→ DATA EXTRACT:
..........

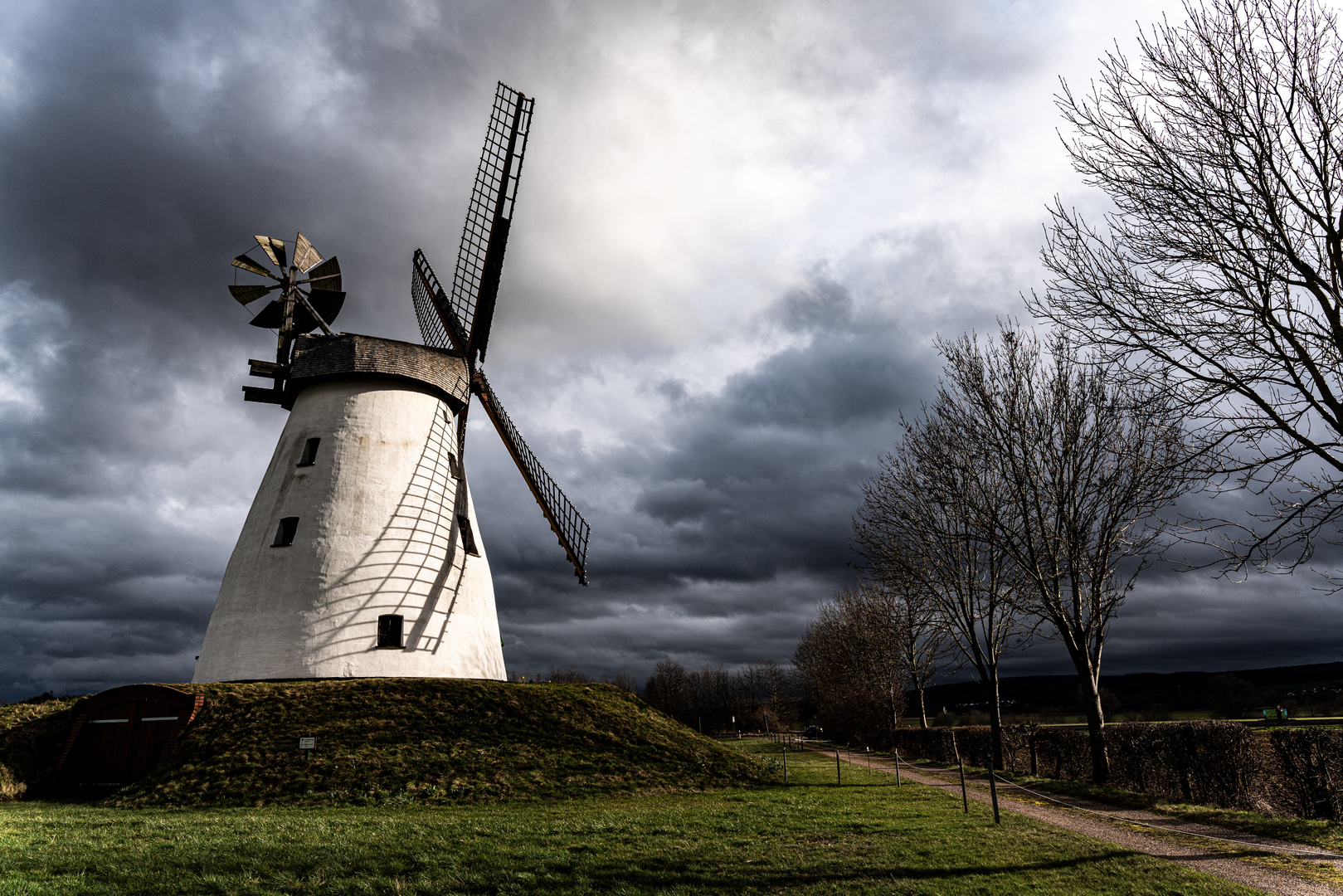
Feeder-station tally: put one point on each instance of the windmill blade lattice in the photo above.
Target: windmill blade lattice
(440, 327)
(566, 520)
(479, 258)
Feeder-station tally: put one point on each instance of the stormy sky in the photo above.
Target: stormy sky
(740, 227)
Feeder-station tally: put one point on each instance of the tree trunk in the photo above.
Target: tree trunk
(1095, 727)
(995, 720)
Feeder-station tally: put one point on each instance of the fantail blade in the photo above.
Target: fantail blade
(275, 249)
(249, 265)
(249, 295)
(325, 275)
(305, 256)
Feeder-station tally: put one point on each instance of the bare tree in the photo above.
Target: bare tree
(915, 527)
(1219, 271)
(850, 666)
(770, 689)
(1083, 458)
(923, 645)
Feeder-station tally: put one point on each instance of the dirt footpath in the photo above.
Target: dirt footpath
(1219, 860)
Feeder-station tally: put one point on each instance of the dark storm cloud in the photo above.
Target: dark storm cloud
(708, 391)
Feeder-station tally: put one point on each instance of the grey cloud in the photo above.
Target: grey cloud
(141, 144)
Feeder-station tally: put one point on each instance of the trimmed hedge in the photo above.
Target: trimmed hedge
(1216, 763)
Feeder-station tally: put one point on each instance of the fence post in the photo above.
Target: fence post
(993, 789)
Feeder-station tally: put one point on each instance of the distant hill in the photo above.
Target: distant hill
(1139, 691)
(401, 742)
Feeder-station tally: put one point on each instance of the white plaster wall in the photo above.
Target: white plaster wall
(377, 535)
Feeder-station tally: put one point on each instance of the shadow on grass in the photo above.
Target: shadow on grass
(669, 874)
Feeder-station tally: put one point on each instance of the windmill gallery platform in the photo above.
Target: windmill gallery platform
(359, 557)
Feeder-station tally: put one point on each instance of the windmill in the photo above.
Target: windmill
(359, 557)
(462, 320)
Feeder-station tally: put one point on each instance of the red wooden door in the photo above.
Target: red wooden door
(124, 733)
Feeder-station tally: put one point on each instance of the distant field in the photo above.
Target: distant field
(810, 837)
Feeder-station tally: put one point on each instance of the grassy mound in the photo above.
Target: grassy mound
(429, 740)
(32, 737)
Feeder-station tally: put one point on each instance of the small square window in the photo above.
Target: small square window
(285, 533)
(390, 631)
(468, 536)
(309, 455)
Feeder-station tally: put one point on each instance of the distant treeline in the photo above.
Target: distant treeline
(713, 700)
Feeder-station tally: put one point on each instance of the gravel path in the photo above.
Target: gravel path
(1219, 860)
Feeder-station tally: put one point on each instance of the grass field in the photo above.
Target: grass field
(810, 837)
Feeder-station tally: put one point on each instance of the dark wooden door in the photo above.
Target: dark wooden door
(124, 733)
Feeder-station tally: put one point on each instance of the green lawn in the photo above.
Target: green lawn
(810, 837)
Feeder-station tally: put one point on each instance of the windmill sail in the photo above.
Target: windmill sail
(566, 520)
(440, 324)
(479, 258)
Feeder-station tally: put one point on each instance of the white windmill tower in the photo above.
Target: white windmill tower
(360, 555)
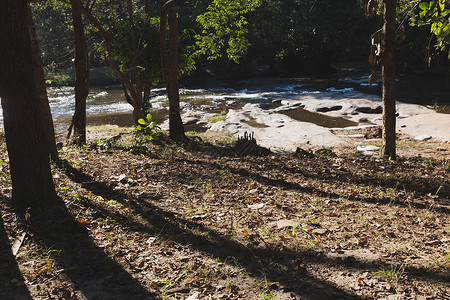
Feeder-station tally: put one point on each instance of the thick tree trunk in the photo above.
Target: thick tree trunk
(28, 153)
(42, 89)
(169, 63)
(388, 70)
(82, 76)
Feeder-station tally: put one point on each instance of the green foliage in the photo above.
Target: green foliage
(224, 29)
(146, 131)
(146, 30)
(436, 14)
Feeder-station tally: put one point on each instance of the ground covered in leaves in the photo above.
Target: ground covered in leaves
(182, 222)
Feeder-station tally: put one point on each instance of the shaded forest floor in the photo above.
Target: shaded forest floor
(174, 222)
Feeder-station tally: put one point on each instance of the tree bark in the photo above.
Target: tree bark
(29, 161)
(169, 63)
(42, 88)
(82, 76)
(388, 71)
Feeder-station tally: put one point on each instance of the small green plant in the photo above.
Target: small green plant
(146, 131)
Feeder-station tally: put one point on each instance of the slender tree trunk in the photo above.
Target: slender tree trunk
(129, 90)
(82, 76)
(42, 88)
(29, 161)
(388, 70)
(169, 63)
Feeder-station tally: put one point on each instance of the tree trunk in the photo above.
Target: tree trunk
(169, 63)
(82, 76)
(42, 89)
(130, 92)
(25, 139)
(388, 71)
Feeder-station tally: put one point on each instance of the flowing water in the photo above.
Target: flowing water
(108, 105)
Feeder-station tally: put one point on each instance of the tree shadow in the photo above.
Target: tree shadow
(329, 173)
(12, 283)
(285, 267)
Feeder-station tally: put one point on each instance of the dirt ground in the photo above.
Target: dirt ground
(195, 221)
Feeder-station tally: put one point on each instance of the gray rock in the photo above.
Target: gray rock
(422, 138)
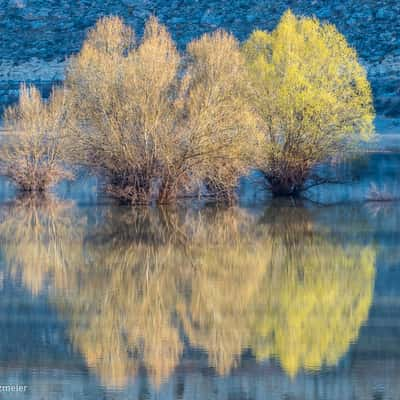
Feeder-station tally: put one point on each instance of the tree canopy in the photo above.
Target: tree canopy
(312, 98)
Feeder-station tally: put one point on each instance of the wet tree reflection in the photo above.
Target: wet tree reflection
(137, 286)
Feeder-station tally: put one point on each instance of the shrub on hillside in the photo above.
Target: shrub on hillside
(33, 145)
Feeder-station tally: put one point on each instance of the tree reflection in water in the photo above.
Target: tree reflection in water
(133, 283)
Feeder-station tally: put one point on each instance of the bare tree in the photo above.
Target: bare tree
(33, 147)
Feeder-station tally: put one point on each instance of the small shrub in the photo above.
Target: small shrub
(32, 150)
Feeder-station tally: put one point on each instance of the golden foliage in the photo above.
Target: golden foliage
(32, 153)
(312, 97)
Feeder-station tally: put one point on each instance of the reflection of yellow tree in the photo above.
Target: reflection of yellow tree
(141, 281)
(314, 299)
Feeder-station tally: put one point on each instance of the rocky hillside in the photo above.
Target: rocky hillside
(36, 36)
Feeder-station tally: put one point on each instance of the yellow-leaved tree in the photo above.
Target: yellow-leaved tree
(312, 97)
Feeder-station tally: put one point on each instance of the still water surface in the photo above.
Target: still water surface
(278, 300)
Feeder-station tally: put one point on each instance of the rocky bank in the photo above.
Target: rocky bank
(37, 36)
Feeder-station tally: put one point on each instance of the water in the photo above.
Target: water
(264, 300)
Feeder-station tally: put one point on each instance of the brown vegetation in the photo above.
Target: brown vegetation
(155, 125)
(33, 148)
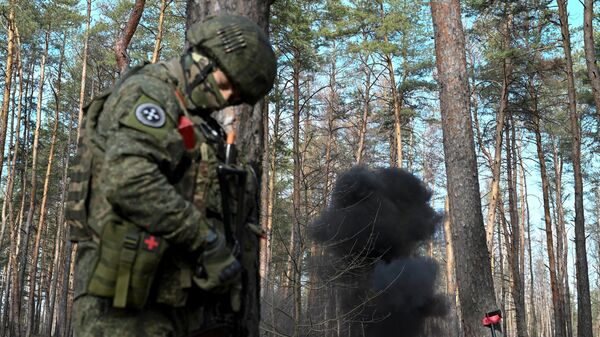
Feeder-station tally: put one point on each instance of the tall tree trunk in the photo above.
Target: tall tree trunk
(473, 273)
(395, 100)
(365, 93)
(31, 211)
(159, 35)
(294, 262)
(10, 37)
(532, 320)
(23, 229)
(127, 34)
(15, 233)
(561, 240)
(84, 67)
(250, 138)
(42, 219)
(451, 289)
(559, 319)
(513, 245)
(590, 52)
(584, 306)
(500, 121)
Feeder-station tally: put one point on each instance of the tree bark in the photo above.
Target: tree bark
(590, 52)
(396, 103)
(296, 242)
(84, 68)
(473, 273)
(513, 245)
(10, 37)
(127, 34)
(31, 211)
(500, 121)
(366, 93)
(559, 320)
(42, 218)
(561, 241)
(15, 233)
(584, 306)
(250, 139)
(159, 35)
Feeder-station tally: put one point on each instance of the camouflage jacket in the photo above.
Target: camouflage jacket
(149, 177)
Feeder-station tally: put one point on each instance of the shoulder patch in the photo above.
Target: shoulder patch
(149, 117)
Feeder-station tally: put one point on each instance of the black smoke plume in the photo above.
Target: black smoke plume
(376, 220)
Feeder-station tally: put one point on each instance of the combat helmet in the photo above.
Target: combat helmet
(241, 50)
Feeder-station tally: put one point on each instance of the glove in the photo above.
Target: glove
(220, 270)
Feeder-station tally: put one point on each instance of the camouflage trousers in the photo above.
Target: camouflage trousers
(96, 317)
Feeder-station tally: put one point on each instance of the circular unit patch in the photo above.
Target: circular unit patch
(150, 115)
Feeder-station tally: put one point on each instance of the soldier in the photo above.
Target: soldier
(152, 203)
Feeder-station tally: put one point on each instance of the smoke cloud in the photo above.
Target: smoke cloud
(376, 220)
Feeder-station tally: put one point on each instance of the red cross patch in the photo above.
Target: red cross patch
(151, 242)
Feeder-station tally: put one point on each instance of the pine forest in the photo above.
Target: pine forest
(423, 165)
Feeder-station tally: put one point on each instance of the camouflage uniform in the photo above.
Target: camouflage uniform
(147, 207)
(148, 178)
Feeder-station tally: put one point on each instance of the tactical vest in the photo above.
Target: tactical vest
(125, 270)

..........

→ YOUR OBJECTIVE:
Reprint exactly the lines above that start at the one with "Target: tree reflection in water" and end at the one with "shrub in the photo above.", keeping both and adding none.

→ REPLY:
Target: tree reflection in water
(133, 283)
Feeder-station tally: put one point on each instance of the bare tree in the photo above.
Target: bare tree
(33, 147)
Feeder-station tally: put one point on each instance of the small shrub in the photo above.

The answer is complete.